- [PROBLEM]: Report every line of the data that includes "sample".

- [DATASET]:
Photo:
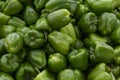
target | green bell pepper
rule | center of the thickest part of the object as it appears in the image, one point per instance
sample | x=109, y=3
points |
x=100, y=72
x=13, y=42
x=34, y=39
x=9, y=9
x=107, y=22
x=78, y=59
x=88, y=23
x=37, y=58
x=102, y=52
x=5, y=76
x=5, y=30
x=69, y=74
x=58, y=40
x=30, y=15
x=40, y=4
x=4, y=18
x=9, y=62
x=57, y=62
x=16, y=22
x=45, y=75
x=95, y=6
x=42, y=24
x=25, y=72
x=58, y=18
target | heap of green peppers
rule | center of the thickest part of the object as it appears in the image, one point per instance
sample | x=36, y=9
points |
x=59, y=39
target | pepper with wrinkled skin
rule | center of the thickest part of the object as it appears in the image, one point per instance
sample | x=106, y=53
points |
x=5, y=76
x=58, y=18
x=101, y=52
x=9, y=9
x=45, y=75
x=107, y=23
x=88, y=22
x=69, y=74
x=25, y=72
x=78, y=59
x=37, y=58
x=57, y=62
x=16, y=22
x=99, y=73
x=6, y=29
x=30, y=15
x=34, y=39
x=4, y=18
x=13, y=42
x=9, y=62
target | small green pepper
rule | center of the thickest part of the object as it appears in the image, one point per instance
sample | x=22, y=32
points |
x=45, y=75
x=69, y=74
x=37, y=58
x=25, y=72
x=9, y=9
x=34, y=39
x=57, y=62
x=9, y=62
x=58, y=18
x=5, y=76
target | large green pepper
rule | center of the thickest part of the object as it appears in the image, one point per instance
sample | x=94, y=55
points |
x=25, y=72
x=30, y=15
x=4, y=18
x=78, y=59
x=58, y=40
x=88, y=23
x=34, y=39
x=69, y=74
x=9, y=62
x=13, y=42
x=45, y=75
x=100, y=73
x=58, y=18
x=37, y=58
x=9, y=9
x=107, y=22
x=5, y=76
x=5, y=30
x=57, y=62
x=16, y=22
x=100, y=6
x=102, y=52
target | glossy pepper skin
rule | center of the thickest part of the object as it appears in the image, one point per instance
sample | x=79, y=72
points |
x=25, y=72
x=13, y=42
x=9, y=9
x=95, y=6
x=69, y=74
x=4, y=18
x=5, y=30
x=37, y=58
x=5, y=76
x=30, y=15
x=102, y=52
x=34, y=39
x=9, y=62
x=16, y=22
x=107, y=22
x=42, y=24
x=45, y=75
x=58, y=18
x=78, y=59
x=58, y=40
x=88, y=22
x=57, y=62
x=99, y=73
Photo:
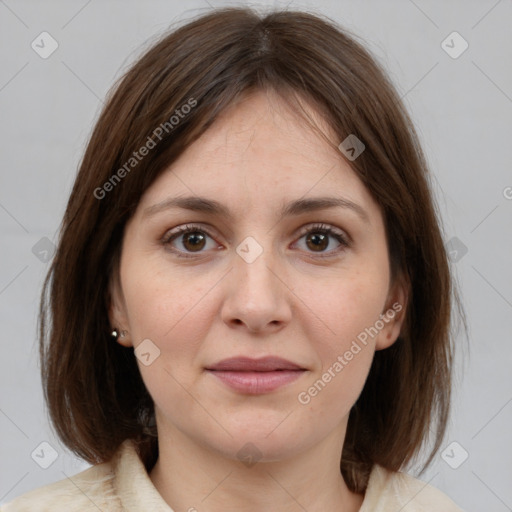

- [ANSWER FOR THE TASK]:
sample | x=109, y=3
sample | x=36, y=9
sample | x=106, y=53
sample | x=22, y=32
sample | x=94, y=55
sample | x=79, y=72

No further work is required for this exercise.